## Document segment
■ ■ ■ ■

In general, the symptoms consist in a runny nose, tears, cough, sore eyes, and difficulties to breathe, and the main health conditions that can develop as a result of long exposure to smoke are:
- Hearth disease
- Lung disease
- Pre-term deliveries
- Fetal and infant deaths
As shown, the elderly and children are the most exposed, but everybody can be affected if the situation persists for a long time. If you are a smoker, you should consider taking all the measures to maintain the air clean for your kids, so they can grow and develop without heart or lung problems.
How to Clear the Air?
Although there’s little you can do to control pollution outdoors, you have plenty of ways to keep smoke out of your house:
- Ventilate the rooms – If the smoke source is internal, open all the windows and let the polluted air out. Unfortunately, it may take a while until the air becomes fresh again, so this operation would be uncomfortable during the winter. In this case, ventilation can be ensured through a window fan. Thus, the polluted air will be released outdoors and fresh air will enter the room, all without leaving the heat out.
- Quit smoking indoors – Tobacco smoke can easily fill a room and smokers don’t even feel its presence anymore. But it finds its way into the lungs of your kids’ and non-smoker family members’ lungs. This is why you would want to do it outside. The smell will stay away from your drapes and upholstery and everybody will be happy.

■ ■ ■ ■

Continue the article on smoke in the home from its final sentence, adding further ways to keep the indoor air clean. The listing that follows is separate material and has no connection to the article on smoke in the home.

## Extracted material
■ ■ ■ ■

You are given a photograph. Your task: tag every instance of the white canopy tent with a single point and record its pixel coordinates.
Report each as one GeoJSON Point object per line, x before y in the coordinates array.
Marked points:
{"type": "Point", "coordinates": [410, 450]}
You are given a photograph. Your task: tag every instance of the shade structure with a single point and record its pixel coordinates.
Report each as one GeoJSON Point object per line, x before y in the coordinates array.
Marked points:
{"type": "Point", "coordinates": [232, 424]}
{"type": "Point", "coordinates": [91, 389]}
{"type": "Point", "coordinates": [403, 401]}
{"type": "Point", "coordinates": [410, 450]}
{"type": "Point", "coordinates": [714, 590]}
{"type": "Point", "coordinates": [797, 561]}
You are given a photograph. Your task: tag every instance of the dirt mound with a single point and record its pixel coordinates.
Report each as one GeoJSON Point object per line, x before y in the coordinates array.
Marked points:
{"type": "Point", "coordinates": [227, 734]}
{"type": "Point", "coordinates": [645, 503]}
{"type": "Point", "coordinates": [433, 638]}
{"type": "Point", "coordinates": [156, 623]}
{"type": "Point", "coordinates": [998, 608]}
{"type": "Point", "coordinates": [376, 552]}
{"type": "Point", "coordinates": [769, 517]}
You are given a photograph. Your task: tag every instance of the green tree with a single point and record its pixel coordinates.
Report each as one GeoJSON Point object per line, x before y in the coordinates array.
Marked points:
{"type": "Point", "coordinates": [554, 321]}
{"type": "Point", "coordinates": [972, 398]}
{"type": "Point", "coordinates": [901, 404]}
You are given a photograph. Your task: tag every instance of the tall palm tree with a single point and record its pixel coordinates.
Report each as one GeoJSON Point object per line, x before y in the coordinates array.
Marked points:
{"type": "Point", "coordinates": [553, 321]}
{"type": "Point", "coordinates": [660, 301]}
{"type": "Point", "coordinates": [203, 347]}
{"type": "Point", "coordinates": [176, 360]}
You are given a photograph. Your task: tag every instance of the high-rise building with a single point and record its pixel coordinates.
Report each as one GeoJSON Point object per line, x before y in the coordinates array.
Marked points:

■ ■ ■ ■

## Result of this task
- Purify the air – There are plenty of devices on the market that can help you get rid of smoke, some more efficient than others. Nevertheless, for an air purifier for smoke to be effective, it should come with an activated carbon filter. It will entrap the VOCs released through burning and absorb the odor. At the same time, a performant HEPA filter is mandatory, even a HyperHepa, which is a more advanced filter that can deal with particles down to 0.003 microns. Smoke’s more dangerous components are some tiny particles called PM2.5, which measure around 2.5 microns, so this filter can remove them easily.
- Wash all the fabrics that have been exposed – Curtains, pillowcases, bedding, everything that has come in contact with smoke should be cleaned, otherwise, the smell will persist for weeks.
The best way to escape smoke effects is to avoid it, but we all know that this is almost impossible, especially if living in an urban area. In this case, it is best to use an air purifier that can handle the smoke and reduce odors and keep the air inside your home safe. On the other hand, if you have to deal with a temporary situation, like a wildfire, you should check pollution values in your area daily and try to respect the measures recommended by the authorities like, for example, to wear a mask, stay hydrated, and keep an eye on the symptoms that may signal a smoke intoxication.